_Directions for this task_
Below are some entries. Copy each line in them that holds "gear".

Saved entries:

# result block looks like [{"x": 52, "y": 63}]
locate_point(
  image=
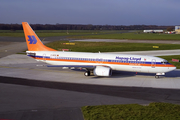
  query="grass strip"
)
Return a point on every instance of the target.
[{"x": 154, "y": 111}]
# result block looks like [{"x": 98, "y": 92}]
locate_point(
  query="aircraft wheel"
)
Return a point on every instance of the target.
[
  {"x": 156, "y": 76},
  {"x": 87, "y": 73}
]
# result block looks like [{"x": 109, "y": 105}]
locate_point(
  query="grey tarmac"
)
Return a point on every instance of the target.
[{"x": 30, "y": 90}]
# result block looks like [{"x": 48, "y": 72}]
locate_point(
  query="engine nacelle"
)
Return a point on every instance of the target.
[{"x": 102, "y": 71}]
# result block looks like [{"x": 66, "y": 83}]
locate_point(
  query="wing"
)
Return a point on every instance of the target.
[{"x": 80, "y": 66}]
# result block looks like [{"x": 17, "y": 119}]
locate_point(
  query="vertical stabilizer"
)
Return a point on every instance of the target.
[{"x": 32, "y": 40}]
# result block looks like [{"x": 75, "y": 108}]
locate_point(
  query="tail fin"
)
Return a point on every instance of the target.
[{"x": 32, "y": 40}]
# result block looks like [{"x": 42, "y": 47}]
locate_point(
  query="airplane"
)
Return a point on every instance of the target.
[{"x": 100, "y": 64}]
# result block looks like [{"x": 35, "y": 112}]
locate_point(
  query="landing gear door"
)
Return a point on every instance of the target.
[{"x": 153, "y": 63}]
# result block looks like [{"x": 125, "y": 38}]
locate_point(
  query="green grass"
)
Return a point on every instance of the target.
[
  {"x": 154, "y": 111},
  {"x": 110, "y": 46},
  {"x": 169, "y": 59}
]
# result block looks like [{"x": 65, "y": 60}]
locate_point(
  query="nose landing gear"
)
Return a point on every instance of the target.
[{"x": 158, "y": 75}]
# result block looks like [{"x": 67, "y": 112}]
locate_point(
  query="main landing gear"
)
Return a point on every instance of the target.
[
  {"x": 87, "y": 73},
  {"x": 158, "y": 75}
]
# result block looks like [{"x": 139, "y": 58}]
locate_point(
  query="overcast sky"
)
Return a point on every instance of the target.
[{"x": 96, "y": 12}]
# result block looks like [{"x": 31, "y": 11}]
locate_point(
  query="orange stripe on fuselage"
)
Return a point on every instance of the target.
[{"x": 112, "y": 63}]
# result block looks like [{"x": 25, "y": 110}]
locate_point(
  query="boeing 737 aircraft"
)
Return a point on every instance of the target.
[{"x": 101, "y": 64}]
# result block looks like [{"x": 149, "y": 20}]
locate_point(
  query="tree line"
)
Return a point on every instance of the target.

_Task output_
  query="landing gear door"
  query="nose landing gear"
  query="main landing gear"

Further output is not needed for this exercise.